_Input data_

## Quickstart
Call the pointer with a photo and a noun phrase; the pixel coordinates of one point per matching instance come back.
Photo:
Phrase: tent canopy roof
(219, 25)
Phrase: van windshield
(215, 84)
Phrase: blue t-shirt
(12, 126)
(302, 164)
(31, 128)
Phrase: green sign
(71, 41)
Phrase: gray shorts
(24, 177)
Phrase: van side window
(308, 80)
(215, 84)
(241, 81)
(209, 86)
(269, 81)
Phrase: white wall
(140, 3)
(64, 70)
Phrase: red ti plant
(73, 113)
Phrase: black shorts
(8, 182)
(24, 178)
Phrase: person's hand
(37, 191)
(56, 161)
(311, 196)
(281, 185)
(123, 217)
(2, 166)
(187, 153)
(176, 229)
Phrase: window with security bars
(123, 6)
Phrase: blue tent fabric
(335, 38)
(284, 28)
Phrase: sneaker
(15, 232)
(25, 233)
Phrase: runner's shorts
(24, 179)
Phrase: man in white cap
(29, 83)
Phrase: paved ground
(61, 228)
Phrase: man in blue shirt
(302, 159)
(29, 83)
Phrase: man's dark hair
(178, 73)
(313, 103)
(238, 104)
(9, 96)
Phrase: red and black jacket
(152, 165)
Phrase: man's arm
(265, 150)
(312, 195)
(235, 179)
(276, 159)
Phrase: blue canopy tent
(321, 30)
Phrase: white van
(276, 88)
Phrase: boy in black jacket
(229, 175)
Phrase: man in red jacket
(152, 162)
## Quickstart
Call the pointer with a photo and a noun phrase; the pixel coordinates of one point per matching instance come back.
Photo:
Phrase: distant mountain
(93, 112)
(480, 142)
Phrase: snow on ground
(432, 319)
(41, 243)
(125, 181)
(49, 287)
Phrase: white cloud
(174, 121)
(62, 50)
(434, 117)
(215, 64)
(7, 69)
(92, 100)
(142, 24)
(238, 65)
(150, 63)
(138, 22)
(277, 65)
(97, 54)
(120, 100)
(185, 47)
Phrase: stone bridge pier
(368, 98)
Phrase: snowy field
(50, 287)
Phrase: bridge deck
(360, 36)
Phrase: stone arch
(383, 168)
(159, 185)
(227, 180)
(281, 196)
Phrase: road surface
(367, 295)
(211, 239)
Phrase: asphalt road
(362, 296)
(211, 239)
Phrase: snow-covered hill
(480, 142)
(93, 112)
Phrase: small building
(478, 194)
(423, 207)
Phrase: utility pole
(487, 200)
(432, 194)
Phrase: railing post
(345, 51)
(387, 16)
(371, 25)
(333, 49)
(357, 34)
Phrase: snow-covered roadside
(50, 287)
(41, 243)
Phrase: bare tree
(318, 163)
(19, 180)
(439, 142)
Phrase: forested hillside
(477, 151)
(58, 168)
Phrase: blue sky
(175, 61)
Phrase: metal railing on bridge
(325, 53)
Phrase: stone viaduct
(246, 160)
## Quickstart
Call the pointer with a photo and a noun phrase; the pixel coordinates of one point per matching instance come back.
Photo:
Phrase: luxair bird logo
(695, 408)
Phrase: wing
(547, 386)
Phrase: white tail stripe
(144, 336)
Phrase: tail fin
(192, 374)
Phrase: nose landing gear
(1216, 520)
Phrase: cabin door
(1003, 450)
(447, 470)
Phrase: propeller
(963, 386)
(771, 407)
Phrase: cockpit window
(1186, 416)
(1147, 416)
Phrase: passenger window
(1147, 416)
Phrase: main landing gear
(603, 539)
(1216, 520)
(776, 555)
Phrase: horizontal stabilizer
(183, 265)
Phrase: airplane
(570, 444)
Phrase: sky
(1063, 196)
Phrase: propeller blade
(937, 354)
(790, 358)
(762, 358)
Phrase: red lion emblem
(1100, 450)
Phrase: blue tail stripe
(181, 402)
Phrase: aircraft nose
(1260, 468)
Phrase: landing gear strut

_Exercise directions_
Copy the records above exactly as they appear.

_Answer to the exercise_
## Quickstart
Call the pointer with a photo and a noun phrase; the pixel coordinates of one point per matching instance come back.
Photo:
Phrase: tent canopy roof
(219, 25)
Phrase: van windshield
(215, 84)
Phrase: blue t-shirt
(12, 126)
(302, 164)
(31, 128)
Phrase: green sign
(71, 41)
Phrase: gray shorts
(24, 177)
Phrase: van side window
(308, 80)
(215, 84)
(241, 81)
(209, 86)
(269, 81)
Phrase: white wall
(140, 3)
(64, 70)
Phrase: red ti plant
(73, 113)
Phrase: black shorts
(8, 182)
(24, 178)
Phrase: person's hand
(37, 191)
(56, 161)
(311, 196)
(281, 185)
(123, 217)
(2, 166)
(187, 153)
(176, 229)
Phrase: window with security bars
(123, 6)
Phrase: blue tent fabric
(335, 38)
(284, 28)
Phrase: sneaker
(15, 232)
(25, 233)
Phrase: runner's shorts
(24, 179)
Phrase: man in white cap
(29, 83)
Phrase: paved ground
(61, 228)
Phrase: man in blue shirt
(302, 159)
(29, 83)
Phrase: man's dark hair
(178, 73)
(313, 103)
(238, 104)
(9, 96)
Phrase: red and black jacket
(152, 165)
Phrase: man's arm
(265, 150)
(312, 195)
(235, 179)
(276, 159)
Phrase: blue canopy tent
(321, 30)
Phrase: white van
(276, 88)
Phrase: boy in black jacket
(229, 175)
Phrase: man in red jacket
(152, 162)
## Quickstart
Call the pointer with a photo and a noun phrase; the pixel coordinates of one point per matching instance come back.
Photo:
Phrase: distant mountain
(93, 112)
(480, 142)
Phrase: snow on ground
(432, 319)
(41, 243)
(125, 181)
(49, 287)
Phrase: white cloud
(174, 121)
(62, 50)
(434, 117)
(215, 64)
(7, 69)
(92, 100)
(142, 24)
(238, 65)
(150, 63)
(138, 22)
(277, 65)
(97, 54)
(120, 100)
(185, 47)
Phrase: stone bridge pier
(368, 98)
Phrase: snowy field
(50, 287)
Phrase: bridge deck
(360, 36)
Phrase: stone arch
(383, 168)
(159, 185)
(227, 180)
(281, 196)
Phrase: road surface
(367, 295)
(211, 239)
Phrase: asphalt road
(362, 296)
(211, 239)
Phrase: snow-covered hill
(480, 142)
(93, 112)
Phrase: small building
(478, 194)
(423, 207)
Phrase: utility pole
(487, 200)
(432, 194)
Phrase: railing post
(345, 51)
(387, 16)
(371, 25)
(333, 49)
(357, 34)
Phrase: snow-covered roadside
(50, 287)
(41, 243)
Phrase: bare tree
(318, 163)
(19, 180)
(439, 142)
Phrase: forested hillside
(477, 151)
(58, 168)
Phrase: blue sky
(175, 61)
Phrase: metal railing on bridge
(325, 53)
Phrase: stone viaduct
(246, 160)
## Quickstart
Call the pointer with a photo and a noun phrase; the pixel coordinates of one point per matching instance come back.
Photo:
Phrase: luxair bird logo
(695, 408)
Phrase: wing
(547, 386)
Phrase: white tail stripe
(144, 336)
Phrase: tail fin
(192, 374)
Phrase: nose landing gear
(1216, 520)
Phrase: cabin door
(1003, 450)
(447, 470)
Phrase: propeller
(963, 386)
(771, 407)
Phrase: cockpit window
(1186, 416)
(1147, 416)
Phrase: passenger window
(1147, 416)
Phrase: main landing gear
(603, 539)
(1216, 520)
(776, 555)
Phrase: horizontal stabilizer
(183, 265)
Phrase: airplane
(570, 444)
Phrase: sky
(1063, 196)
Phrase: propeller blade
(937, 354)
(790, 358)
(762, 358)
Phrase: red lion emblem
(1100, 450)
Phrase: blue tail stripe
(181, 402)
Phrase: aircraft nose
(1260, 468)
Phrase: landing gear strut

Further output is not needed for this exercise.